Data listing —
----
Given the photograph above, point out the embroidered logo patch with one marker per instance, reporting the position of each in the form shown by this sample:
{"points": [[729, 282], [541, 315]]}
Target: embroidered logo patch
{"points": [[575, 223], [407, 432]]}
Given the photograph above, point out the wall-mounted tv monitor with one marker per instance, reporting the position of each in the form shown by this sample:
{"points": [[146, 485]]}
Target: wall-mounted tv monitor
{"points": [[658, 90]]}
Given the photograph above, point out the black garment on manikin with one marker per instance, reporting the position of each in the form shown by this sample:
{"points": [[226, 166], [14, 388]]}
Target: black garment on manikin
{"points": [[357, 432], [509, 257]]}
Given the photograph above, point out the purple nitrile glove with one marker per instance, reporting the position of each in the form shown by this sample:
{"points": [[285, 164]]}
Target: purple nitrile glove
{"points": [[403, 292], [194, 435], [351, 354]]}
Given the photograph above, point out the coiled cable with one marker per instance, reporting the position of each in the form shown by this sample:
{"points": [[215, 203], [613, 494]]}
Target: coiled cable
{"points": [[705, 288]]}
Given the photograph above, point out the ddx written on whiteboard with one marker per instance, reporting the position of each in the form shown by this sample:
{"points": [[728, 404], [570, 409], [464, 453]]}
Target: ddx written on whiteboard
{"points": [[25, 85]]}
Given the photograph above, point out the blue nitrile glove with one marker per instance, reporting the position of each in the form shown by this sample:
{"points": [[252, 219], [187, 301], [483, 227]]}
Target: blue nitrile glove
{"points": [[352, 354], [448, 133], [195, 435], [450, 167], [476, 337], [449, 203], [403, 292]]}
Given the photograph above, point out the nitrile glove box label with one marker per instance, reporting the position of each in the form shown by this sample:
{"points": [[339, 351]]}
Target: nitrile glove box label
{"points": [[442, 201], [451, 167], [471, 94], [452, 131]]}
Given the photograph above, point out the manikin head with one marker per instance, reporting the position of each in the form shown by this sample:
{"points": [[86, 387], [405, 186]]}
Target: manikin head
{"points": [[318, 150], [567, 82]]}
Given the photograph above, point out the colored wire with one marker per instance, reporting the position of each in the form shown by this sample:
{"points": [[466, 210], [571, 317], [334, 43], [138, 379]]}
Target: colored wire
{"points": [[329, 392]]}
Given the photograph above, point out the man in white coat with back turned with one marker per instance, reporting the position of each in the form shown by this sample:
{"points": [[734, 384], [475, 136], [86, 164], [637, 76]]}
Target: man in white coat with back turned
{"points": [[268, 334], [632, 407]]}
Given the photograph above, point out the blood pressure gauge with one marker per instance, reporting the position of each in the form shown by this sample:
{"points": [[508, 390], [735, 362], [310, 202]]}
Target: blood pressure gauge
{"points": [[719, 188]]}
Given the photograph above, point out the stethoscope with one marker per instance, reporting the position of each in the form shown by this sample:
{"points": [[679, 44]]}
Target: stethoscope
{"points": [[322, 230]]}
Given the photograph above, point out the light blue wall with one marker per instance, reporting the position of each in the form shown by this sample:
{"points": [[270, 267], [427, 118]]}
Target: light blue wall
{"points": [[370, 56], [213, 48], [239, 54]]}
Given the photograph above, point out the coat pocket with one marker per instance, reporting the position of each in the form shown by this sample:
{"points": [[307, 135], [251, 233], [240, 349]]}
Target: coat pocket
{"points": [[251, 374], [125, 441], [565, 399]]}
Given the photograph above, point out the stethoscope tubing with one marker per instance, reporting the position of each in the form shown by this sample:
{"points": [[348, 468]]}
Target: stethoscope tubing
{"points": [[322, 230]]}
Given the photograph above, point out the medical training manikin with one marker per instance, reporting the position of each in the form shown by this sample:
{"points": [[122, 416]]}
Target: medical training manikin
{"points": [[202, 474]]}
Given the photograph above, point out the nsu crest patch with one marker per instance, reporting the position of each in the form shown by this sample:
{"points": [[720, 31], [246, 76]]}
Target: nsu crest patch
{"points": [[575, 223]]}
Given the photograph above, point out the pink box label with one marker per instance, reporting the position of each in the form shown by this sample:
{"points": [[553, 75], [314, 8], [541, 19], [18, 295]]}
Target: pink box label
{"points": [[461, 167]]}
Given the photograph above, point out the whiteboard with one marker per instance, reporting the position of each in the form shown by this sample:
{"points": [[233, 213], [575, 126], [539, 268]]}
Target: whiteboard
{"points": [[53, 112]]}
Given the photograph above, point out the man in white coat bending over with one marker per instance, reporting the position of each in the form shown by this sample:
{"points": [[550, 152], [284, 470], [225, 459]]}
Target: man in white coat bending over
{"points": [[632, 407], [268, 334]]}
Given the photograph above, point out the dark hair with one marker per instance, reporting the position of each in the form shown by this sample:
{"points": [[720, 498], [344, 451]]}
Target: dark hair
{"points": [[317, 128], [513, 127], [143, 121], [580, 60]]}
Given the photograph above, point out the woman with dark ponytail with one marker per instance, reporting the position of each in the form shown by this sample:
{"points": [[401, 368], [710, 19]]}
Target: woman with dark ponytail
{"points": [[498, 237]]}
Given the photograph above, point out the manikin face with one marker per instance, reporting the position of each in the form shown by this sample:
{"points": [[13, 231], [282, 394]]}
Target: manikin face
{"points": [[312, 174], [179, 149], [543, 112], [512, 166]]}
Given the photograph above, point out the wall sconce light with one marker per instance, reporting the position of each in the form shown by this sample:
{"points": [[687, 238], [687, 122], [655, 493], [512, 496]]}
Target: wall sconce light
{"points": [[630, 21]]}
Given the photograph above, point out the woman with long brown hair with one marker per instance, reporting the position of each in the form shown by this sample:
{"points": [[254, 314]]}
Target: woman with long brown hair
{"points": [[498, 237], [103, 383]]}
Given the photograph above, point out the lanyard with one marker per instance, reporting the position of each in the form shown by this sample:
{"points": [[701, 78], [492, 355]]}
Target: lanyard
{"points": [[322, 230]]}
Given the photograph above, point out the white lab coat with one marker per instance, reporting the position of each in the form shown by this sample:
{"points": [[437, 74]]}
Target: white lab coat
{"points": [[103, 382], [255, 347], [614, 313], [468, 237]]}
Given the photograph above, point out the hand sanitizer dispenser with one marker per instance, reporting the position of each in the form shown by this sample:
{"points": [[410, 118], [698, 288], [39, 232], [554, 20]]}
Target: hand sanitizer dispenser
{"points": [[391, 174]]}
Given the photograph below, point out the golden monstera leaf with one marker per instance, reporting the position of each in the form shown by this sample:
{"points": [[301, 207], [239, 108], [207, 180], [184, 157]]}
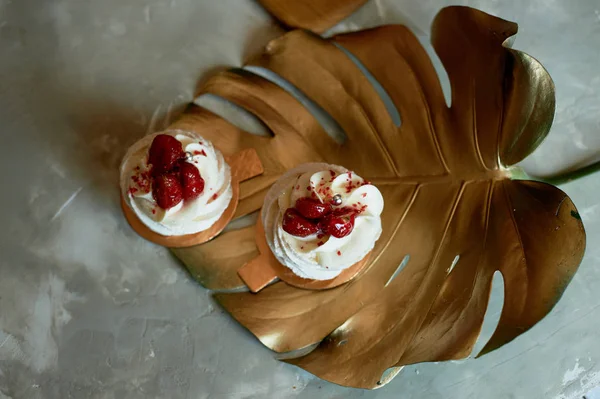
----
What to work on — Keep the pictures out of your copy, and repeat every entry above exactly.

Answer for this exercise —
Given the photograph above, point out the embroidered logo patch with one marker per instance, reporting the position of each in the form shown by this sample:
{"points": [[729, 282], [541, 315]]}
Target: embroidered logo patch
{"points": [[575, 223], [407, 432]]}
Given the photograph above, point out the wall-mounted tv monitor with one marker per instance, reporting the position of each in the form shown by this sample:
{"points": [[146, 485]]}
Target: wall-mounted tv monitor
{"points": [[658, 90]]}
Given the photograph above, point out the black garment on manikin with one marker per instance, reporting the position of each in the form shown by this sample:
{"points": [[226, 166], [14, 388]]}
Target: black garment on manikin
{"points": [[357, 432], [509, 257]]}
Given the photograph above, point out the purple nitrile glove with one marker per instance, reporting the position of each in the form shown by this sample:
{"points": [[285, 164]]}
Target: purple nitrile glove
{"points": [[403, 292], [194, 435], [351, 354]]}
Given the photograph above, point out the coiled cable with one marker per instance, reporting the position of each in the form shown by this sample:
{"points": [[215, 203], [613, 494]]}
Target: coiled cable
{"points": [[705, 288]]}
Given the photograph above, point out the ddx written on whiteboard with one marker per instance, reporting the position of each in the form shown by this sample:
{"points": [[728, 404], [570, 409], [464, 453]]}
Target: ddx written on whiteboard
{"points": [[25, 85]]}
Given the photograph above, point out the blue nitrile glove with one marker per instance, reporting the position of each in the form shown by this sample:
{"points": [[252, 219], [187, 301], [483, 227]]}
Target: blue nitrile glove
{"points": [[352, 354], [448, 133], [195, 435], [450, 167], [476, 337], [449, 203], [403, 292]]}
Given the photograph above, point out the nitrile glove box label with one marker per instance, reporting the position of each in the form shown by this sample:
{"points": [[339, 351]]}
Target: nitrile glove box label
{"points": [[442, 201], [451, 167], [471, 94], [452, 131]]}
Given the photograph above, point out the manikin head with one marker per instance, reporting the position of each in the form shown by this sample:
{"points": [[86, 387], [405, 186]]}
Target: manikin head
{"points": [[318, 150], [567, 82]]}
Given the photograph above, point out the colored wire with one marker per instance, reporting the position of each in the form shown by this sample:
{"points": [[466, 210], [571, 317], [334, 43], [138, 379]]}
Target: colored wire
{"points": [[329, 392]]}
Given the photograph above, point out the man in white coat with back turned with one marker per instance, reporting the position of each in the form shown by this sample:
{"points": [[734, 384], [475, 136], [86, 164], [637, 76]]}
Target: man in white coat with back turned
{"points": [[268, 334], [632, 407]]}
Given the photograph above, point out the blood pressure gauge with one marker per instance, reporting the position of each in the form shown by this sample:
{"points": [[508, 390], [735, 362], [310, 202]]}
Target: blood pressure gauge
{"points": [[719, 188]]}
Given the photograph above, point out the stethoscope with one marker per instance, reporting the position of each in the form shown by this sample:
{"points": [[679, 44]]}
Target: stethoscope
{"points": [[322, 230]]}
Given the photograph above, point out the light blue wall with one marker per instance, reporting the position of each in the form shown by this sample:
{"points": [[270, 267], [427, 118]]}
Target: light blue wall
{"points": [[370, 56], [213, 48], [239, 54]]}
Given the photograph above, point out the coat pocket with one marker per instance, reporting the position of each in the form shown by this sample:
{"points": [[307, 135], [251, 233], [240, 349]]}
Target: coat pocket
{"points": [[251, 374], [125, 441], [565, 399]]}
Given the photograph above, point out the stethoscope tubing with one marker per instance, reporting the position of each in the form shown by this sample:
{"points": [[348, 468]]}
Target: stethoscope tubing
{"points": [[322, 230]]}
Given the photograph above, point out the medical training manikin with one marker per instance, reporting the position of each in the form shown by this sample:
{"points": [[122, 416]]}
Target: medical training manikin
{"points": [[202, 474]]}
Given the photograph above, point out the nsu crest patch with one marker per instance, reporting the position of each in the form shown by this sample:
{"points": [[720, 31], [246, 76]]}
Target: nsu crest patch
{"points": [[575, 223]]}
Given the photograph above, point out the pink box label with one marker per instance, reporting the position of each in the form shown by this sample:
{"points": [[553, 75], [314, 8], [541, 19], [18, 295]]}
Target: pink box label
{"points": [[461, 167]]}
Given the photograph above, point out the whiteboard with one marker per instance, reporting the position of each in the form shown by this sample:
{"points": [[233, 213], [575, 126], [539, 268]]}
Target: whiteboard
{"points": [[53, 112]]}
Given the photograph above, point out the man in white coat bending over with one marker per instance, reporting the position of each in the form shown by this sample:
{"points": [[550, 152], [284, 470], [225, 459]]}
Target: man in white coat bending over
{"points": [[632, 407], [268, 334]]}
Given the photograph above, point out the dark hair with one marker per instance, reporting the position of each in the form shown by this sample:
{"points": [[720, 498], [344, 451]]}
Target: dark hair
{"points": [[317, 128], [513, 127], [143, 121], [580, 60]]}
Given the photograph above, point out the woman with dark ponytail with one marker per instance, reporting the position of each in the form shown by this sample:
{"points": [[401, 368], [710, 19]]}
Target: woman with dark ponytail
{"points": [[498, 237]]}
Given the photograph above, point out the manikin face with one marker per instance, reporting the position of each in the form shown by this sample:
{"points": [[13, 231], [282, 394]]}
Target: manikin face
{"points": [[312, 174], [179, 149], [543, 112], [512, 166]]}
Given the photograph above, point out the wall sconce light with one marker per instance, reporting the position of each in the form shown by this sample:
{"points": [[687, 238], [687, 122], [655, 493], [512, 496]]}
Target: wall sconce light
{"points": [[630, 21]]}
Given the photograph above, point out the woman with long brown hair with one marker per instance, reporting the position of each in the form shown by this sample:
{"points": [[254, 314]]}
Target: woman with long brown hair
{"points": [[498, 237], [103, 383]]}
Given the photograph above, point out the lanyard with one marker per instance, reporting the position of each in the form shown by this sample:
{"points": [[701, 78], [492, 355]]}
Target: lanyard
{"points": [[322, 230]]}
Given the photograph above, point out the white lab coat with one marker per instance, reporting the position of each in the form shown by this sample:
{"points": [[437, 74]]}
Target: white lab coat
{"points": [[103, 382], [255, 347], [614, 313], [468, 237]]}
Given the photograph above, point out the hand sanitizer dispenser with one marker per instance, reporting the position of each in the form shown by this sample:
{"points": [[410, 118], [698, 288], [39, 232], [554, 20]]}
Target: hand sanitizer dispenser
{"points": [[391, 174]]}
Given the photograph below, point out the golden monstera leaf with one marker per instance, reporting the position of each in the form shown by this sample:
{"points": [[301, 207], [239, 108], [207, 180], [184, 157]]}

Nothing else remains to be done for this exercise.